— START —

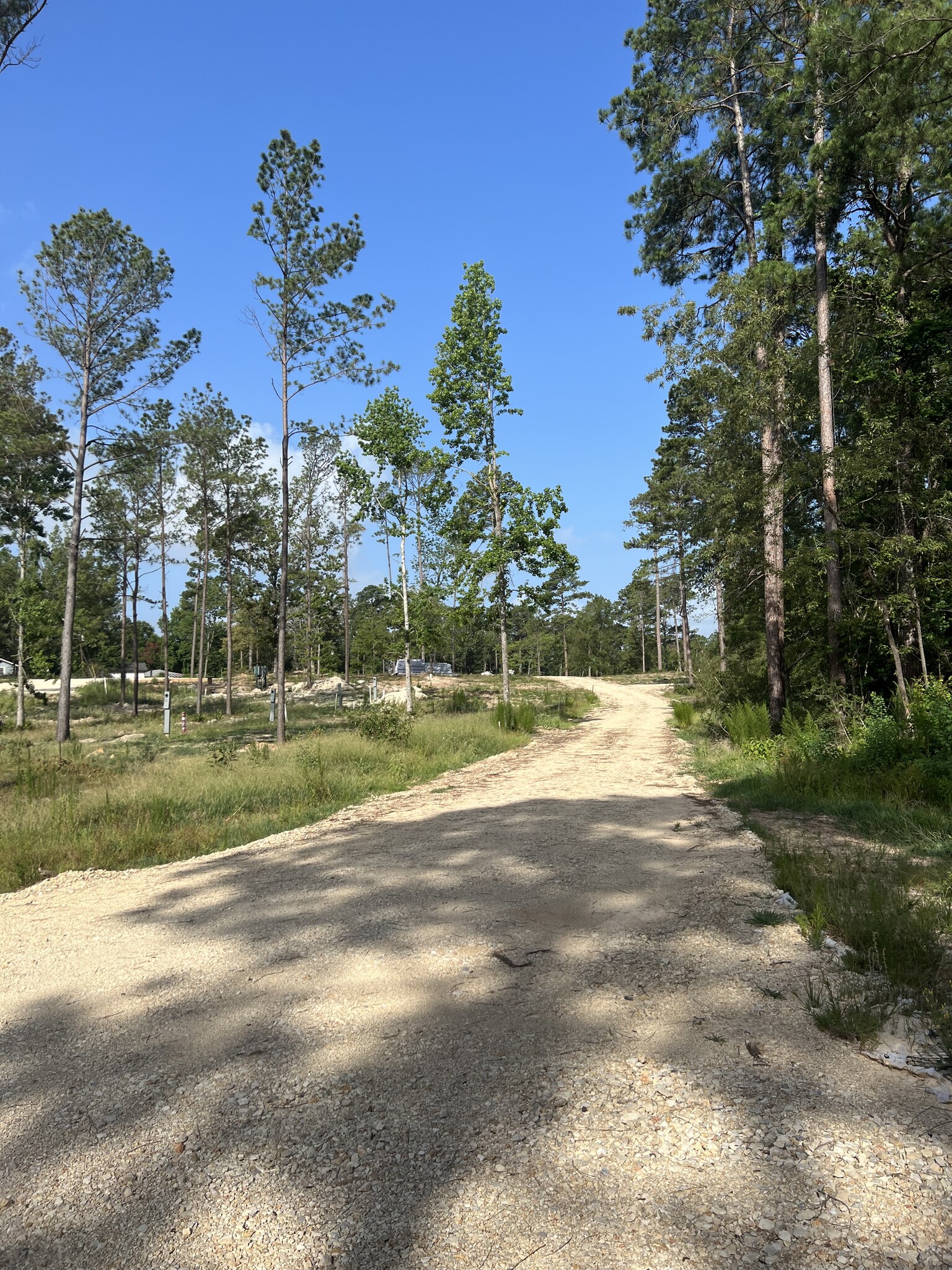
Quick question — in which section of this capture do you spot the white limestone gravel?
[0,683,952,1270]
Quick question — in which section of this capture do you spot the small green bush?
[446,688,482,714]
[781,708,829,762]
[208,737,239,767]
[745,908,787,926]
[671,701,694,728]
[356,705,414,745]
[495,701,536,732]
[723,701,773,749]
[803,974,896,1046]
[852,692,910,771]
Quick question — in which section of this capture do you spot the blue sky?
[0,0,664,596]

— END —

## Instruction:
Format all of the data above as a numbered list, one line per item, with blank lines dropped and the pictures left out.

## In response:
1. Quick question — in which section of this capture do you spot the white limestone gravel?
2. [0,683,952,1270]
3. Quick question — in which section of this capture do you spot the small green bush?
4. [446,688,482,714]
5. [781,708,829,762]
6. [208,737,239,767]
7. [745,908,787,926]
8. [671,701,694,728]
9. [356,705,414,745]
10. [495,701,536,732]
11. [723,701,773,749]
12. [803,974,896,1046]
13. [852,692,910,771]
14. Quick question — in which section of this capture do you spot the blue sky?
15. [0,0,664,596]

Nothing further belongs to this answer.